#### [TEXTE À ÉTUDIER]

--*--

C’est l’un des plus gros évènements en Suisse. Le Paléo Festival, à Nyon, près de Genève: 230.000 spectateurs y participent chaque année, assistant aux concerts de 250 artistes à la renommée internationale. M.I.A, The Prodigy, Placebo, Stromae ou encore les Black Keys ont enflammé l’édition 2014, qui s’est achevée fin juillet… Savaient-ils seulement que leur cachet était financé en partie par la toute puissante industrie du tabac?
Voilà plusieurs années que Philip Morris International, le numéro un mondial du tabac dont le siège est à Lausanne, finance le Paléo. Sur l’édition 2014, l’apport en cash des cigarettiers représentait «un peu plus de 300.000 francs suisses», a déclaré le 22 mai à la radio RTS suisse, Daniel Rosselat, le directeur du festival. Sur le site de Nyon, un grand stand Marlboro, marque phare du groupe, était installé. Moussa, bénévole en 2014, se souvient:
«Il y avait des hôtes et des hôtesses qui faisaient la promotion de cigarettes. Ils donnaient des beaux cadeaux comme des briquets et des cendriers. Je peux vous dire que les hôtesses, elles étaient de la haute catégorie…»
«A Genève, un enfant de 5 ans peut encore acheter un paquet de cigarettes»
Le Montreux Jazz Festival, financé par British American Tobacco (BAT), Art Basel, l’une des premières manifestations d’art contemporain au monde, sponsorisée par la marque de cigarettes Davidoff, Japan Tobacco International (JTI) subventionnant les plus grands théâtres et musées genevois… La Suisse s’affirme comme un véritable paradis pour l’industrie du tabac, qui déploie sa philanthropie et son lobbyisme sans les contraintes juridiques et éthiques coutumières en Europe.

--*--

#### [CONSIGNE]
D'après le texte sur le Paléo Festival, quelle marque de cigarettes sponsorise Art Basel ?

--*--

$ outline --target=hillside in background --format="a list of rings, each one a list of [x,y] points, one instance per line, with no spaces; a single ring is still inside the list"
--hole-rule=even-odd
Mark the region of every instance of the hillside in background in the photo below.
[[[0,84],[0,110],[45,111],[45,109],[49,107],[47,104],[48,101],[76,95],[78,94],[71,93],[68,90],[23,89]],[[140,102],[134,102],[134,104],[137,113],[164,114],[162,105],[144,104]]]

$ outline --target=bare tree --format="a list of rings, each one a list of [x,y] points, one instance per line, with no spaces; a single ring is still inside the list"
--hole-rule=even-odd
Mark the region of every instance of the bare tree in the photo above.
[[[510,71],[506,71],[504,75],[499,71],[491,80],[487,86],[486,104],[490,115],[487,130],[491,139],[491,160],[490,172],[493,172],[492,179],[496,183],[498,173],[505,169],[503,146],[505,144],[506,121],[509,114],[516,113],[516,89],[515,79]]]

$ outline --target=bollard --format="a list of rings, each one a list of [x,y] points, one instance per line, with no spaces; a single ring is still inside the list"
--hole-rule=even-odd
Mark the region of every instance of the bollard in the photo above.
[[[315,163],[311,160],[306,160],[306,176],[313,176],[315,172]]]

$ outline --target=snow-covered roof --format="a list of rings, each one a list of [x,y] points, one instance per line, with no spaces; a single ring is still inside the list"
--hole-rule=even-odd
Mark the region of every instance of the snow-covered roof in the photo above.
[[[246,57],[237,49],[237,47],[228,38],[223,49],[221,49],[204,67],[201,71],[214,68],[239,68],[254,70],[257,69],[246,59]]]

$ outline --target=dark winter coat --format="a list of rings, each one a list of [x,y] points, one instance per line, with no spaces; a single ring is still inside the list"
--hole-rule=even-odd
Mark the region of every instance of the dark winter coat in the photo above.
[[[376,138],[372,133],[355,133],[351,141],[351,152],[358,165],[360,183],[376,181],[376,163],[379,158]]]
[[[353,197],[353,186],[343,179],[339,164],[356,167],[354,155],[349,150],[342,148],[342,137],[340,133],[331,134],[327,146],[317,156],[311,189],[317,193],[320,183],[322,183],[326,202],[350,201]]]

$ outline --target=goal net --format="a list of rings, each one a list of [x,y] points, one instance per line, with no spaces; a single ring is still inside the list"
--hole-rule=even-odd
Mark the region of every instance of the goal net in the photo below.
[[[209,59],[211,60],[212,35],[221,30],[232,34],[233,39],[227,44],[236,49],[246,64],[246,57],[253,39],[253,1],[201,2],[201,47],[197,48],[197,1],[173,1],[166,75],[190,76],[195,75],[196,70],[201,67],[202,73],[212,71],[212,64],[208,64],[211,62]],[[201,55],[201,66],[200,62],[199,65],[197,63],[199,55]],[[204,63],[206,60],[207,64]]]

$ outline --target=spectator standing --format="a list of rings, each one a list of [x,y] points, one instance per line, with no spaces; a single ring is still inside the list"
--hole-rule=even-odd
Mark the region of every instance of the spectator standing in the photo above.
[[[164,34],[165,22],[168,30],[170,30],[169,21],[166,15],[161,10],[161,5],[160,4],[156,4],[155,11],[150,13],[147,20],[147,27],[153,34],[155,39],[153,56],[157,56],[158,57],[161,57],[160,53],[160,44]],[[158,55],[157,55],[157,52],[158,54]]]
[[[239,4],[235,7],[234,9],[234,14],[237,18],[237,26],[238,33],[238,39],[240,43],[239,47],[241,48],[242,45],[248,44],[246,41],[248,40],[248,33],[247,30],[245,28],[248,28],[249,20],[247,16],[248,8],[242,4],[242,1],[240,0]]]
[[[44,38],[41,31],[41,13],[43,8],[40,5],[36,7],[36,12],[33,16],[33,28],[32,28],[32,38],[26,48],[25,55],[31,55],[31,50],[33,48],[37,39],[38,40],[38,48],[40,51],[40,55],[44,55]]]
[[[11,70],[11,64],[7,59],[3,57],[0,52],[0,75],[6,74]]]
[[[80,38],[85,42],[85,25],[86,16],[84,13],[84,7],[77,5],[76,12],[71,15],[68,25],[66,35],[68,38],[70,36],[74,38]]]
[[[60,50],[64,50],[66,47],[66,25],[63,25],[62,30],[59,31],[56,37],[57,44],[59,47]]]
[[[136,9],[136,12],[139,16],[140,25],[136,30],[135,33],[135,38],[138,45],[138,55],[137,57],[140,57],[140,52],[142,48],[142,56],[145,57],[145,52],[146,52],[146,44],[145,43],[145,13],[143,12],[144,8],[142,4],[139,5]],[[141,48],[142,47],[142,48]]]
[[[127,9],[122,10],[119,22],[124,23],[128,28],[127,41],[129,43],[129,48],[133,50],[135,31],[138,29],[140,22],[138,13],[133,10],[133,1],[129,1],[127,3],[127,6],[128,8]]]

--*--

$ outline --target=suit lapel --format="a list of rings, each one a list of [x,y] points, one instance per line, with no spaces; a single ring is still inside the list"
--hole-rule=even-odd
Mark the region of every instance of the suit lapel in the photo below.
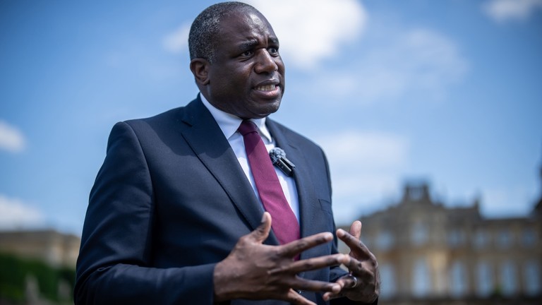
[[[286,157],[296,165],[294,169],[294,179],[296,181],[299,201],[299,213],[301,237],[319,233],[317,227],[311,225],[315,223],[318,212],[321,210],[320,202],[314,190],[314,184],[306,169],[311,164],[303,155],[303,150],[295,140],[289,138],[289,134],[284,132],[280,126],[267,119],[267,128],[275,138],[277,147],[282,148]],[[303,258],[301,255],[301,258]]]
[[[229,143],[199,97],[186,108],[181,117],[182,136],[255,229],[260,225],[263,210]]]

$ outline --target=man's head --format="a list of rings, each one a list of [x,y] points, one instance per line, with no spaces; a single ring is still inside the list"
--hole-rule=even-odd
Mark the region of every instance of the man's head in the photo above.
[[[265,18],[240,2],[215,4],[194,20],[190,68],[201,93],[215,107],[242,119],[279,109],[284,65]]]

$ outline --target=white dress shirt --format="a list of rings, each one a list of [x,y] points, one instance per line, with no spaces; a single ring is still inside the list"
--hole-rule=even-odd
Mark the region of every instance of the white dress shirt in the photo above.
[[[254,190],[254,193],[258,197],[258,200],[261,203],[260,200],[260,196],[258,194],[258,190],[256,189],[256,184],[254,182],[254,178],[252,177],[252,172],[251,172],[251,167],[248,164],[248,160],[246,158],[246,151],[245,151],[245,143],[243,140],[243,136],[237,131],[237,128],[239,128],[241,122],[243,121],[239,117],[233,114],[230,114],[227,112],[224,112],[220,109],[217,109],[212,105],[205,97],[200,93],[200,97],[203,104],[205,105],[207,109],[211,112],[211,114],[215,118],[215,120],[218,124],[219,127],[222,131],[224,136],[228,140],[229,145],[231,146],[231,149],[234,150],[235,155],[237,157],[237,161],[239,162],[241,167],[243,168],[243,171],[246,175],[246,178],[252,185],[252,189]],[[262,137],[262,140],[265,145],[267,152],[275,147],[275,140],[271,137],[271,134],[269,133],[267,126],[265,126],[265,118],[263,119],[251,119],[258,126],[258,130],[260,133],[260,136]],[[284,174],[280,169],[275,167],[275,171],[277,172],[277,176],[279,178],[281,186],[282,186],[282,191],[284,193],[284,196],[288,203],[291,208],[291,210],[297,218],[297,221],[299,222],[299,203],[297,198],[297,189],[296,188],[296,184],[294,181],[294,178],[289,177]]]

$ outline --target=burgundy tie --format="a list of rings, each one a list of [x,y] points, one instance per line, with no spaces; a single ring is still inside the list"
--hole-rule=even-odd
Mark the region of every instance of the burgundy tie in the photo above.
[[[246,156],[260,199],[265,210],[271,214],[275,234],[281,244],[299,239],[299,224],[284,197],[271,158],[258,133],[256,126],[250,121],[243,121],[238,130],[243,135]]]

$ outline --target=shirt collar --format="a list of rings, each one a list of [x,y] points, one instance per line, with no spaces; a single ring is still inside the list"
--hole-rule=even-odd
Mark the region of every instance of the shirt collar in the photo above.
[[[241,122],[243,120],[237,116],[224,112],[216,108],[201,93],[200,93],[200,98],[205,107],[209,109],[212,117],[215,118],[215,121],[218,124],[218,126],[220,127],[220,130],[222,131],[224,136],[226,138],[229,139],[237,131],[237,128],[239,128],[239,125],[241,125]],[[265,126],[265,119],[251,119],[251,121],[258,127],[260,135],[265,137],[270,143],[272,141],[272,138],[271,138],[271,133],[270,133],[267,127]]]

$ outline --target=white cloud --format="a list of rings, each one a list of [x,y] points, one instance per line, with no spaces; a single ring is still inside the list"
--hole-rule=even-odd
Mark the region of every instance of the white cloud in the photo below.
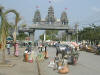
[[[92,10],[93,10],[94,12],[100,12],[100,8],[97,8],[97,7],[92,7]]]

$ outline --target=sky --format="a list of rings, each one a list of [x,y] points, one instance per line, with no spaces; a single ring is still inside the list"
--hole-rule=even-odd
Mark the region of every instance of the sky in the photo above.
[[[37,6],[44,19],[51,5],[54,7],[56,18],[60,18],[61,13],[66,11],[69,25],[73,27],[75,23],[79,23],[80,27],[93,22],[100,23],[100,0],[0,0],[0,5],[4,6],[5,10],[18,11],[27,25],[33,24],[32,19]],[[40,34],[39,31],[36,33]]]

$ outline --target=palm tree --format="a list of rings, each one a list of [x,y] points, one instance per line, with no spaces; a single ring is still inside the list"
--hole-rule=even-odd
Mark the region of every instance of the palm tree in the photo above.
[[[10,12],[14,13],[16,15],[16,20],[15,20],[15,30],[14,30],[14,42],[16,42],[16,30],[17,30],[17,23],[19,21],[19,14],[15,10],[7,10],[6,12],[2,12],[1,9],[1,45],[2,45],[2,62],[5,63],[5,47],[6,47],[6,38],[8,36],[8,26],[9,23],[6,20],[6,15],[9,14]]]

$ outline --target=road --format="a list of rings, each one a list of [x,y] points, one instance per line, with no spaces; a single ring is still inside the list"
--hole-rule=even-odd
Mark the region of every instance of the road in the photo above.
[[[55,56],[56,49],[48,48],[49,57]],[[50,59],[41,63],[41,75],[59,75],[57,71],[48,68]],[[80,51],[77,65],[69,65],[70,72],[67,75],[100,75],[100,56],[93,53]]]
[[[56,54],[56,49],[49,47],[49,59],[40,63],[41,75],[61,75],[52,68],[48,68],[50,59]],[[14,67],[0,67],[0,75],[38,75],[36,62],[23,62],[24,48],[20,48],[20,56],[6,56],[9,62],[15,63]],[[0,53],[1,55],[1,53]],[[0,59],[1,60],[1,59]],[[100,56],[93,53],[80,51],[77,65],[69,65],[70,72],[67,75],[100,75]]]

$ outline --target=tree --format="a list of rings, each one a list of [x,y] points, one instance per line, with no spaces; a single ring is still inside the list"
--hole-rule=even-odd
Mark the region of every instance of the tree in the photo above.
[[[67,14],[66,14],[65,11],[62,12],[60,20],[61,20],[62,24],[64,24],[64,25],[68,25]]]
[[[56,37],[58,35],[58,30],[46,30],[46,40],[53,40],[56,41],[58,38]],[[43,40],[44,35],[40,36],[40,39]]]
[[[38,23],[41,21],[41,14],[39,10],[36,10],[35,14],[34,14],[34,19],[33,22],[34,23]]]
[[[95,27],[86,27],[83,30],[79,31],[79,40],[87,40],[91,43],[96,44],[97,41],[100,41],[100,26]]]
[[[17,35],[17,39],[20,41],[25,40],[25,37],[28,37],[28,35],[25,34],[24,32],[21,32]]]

--*--

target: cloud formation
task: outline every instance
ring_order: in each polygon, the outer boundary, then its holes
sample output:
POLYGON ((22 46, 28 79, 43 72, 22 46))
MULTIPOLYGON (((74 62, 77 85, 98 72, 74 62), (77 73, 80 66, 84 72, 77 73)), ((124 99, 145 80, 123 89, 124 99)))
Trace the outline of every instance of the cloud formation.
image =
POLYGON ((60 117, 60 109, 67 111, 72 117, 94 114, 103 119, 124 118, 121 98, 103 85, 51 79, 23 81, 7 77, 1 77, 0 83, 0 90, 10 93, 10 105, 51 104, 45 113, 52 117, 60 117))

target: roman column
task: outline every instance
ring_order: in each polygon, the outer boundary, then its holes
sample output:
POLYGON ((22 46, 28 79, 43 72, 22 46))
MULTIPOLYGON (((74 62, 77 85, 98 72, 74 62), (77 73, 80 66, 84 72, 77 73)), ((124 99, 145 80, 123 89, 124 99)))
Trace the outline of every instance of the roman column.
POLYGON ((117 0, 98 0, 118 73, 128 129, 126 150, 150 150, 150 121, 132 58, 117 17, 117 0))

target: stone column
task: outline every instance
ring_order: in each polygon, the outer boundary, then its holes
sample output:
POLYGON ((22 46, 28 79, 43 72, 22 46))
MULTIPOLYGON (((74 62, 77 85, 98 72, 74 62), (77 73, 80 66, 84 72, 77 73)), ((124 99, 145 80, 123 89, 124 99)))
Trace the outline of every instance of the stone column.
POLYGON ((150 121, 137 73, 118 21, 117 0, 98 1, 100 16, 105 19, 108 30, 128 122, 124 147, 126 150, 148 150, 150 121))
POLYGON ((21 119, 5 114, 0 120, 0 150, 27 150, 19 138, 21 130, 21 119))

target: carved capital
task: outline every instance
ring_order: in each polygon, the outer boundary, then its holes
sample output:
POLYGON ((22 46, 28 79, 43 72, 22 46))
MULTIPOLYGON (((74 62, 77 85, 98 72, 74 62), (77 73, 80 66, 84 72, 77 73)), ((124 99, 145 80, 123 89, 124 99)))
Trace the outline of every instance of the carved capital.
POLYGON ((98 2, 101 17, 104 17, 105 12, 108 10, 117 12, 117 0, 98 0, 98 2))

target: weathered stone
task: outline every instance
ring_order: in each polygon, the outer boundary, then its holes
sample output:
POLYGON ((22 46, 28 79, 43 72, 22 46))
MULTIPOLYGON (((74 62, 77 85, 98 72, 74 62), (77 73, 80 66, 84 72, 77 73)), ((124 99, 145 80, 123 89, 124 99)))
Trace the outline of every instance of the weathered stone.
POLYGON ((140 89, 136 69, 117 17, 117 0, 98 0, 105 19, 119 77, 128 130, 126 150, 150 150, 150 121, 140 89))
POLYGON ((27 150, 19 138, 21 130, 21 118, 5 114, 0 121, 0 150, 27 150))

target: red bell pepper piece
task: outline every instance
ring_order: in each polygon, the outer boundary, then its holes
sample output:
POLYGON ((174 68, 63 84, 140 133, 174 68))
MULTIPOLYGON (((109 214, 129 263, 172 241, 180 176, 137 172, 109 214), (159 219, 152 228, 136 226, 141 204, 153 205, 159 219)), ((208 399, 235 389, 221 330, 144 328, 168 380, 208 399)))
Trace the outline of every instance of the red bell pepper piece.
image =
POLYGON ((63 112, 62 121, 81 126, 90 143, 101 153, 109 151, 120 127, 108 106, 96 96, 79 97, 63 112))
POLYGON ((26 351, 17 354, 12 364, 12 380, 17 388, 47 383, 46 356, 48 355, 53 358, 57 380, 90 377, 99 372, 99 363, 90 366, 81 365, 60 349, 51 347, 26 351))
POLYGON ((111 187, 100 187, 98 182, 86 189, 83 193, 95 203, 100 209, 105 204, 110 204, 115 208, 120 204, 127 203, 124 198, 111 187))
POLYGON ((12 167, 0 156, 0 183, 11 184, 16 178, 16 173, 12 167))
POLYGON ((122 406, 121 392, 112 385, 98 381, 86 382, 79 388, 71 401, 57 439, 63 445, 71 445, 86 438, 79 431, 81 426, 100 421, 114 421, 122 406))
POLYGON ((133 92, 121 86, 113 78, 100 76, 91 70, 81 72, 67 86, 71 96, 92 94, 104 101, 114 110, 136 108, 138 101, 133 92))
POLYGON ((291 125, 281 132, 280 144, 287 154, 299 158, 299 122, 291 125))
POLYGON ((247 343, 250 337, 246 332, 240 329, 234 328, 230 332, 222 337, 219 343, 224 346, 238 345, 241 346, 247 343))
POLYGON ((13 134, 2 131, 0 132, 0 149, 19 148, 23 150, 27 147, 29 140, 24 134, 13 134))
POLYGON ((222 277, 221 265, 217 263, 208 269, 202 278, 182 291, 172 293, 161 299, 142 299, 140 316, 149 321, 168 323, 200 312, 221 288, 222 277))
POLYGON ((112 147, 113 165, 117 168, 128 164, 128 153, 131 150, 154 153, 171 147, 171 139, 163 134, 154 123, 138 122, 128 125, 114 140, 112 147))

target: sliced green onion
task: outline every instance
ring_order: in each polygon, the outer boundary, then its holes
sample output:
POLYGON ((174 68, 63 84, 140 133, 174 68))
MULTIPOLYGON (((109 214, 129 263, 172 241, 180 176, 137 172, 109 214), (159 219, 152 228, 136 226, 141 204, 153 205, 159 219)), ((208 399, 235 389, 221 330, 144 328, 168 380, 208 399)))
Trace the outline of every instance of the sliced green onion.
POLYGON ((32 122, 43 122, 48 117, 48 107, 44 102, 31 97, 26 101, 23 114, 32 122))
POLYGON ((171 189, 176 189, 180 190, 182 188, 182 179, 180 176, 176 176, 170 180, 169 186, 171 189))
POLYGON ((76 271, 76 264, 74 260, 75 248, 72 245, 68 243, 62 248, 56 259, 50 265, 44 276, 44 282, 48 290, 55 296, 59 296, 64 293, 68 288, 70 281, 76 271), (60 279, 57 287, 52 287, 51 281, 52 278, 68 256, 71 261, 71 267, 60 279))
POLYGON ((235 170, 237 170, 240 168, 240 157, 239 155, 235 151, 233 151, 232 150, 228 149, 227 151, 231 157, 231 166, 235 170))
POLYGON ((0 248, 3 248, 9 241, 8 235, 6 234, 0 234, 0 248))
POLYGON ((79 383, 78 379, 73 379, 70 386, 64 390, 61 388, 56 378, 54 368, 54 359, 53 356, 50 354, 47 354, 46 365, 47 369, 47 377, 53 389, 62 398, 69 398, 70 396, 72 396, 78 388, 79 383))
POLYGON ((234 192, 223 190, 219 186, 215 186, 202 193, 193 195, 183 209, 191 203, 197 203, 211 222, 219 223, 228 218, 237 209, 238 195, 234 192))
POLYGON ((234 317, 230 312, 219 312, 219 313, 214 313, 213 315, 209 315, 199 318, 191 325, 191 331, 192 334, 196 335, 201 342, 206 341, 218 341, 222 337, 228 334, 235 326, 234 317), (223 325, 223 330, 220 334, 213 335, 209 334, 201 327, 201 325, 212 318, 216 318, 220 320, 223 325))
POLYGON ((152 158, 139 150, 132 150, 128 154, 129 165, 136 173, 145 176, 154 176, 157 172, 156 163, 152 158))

--*--

#### [CORRIGÉ]
La marque de cigarettes Davidoff.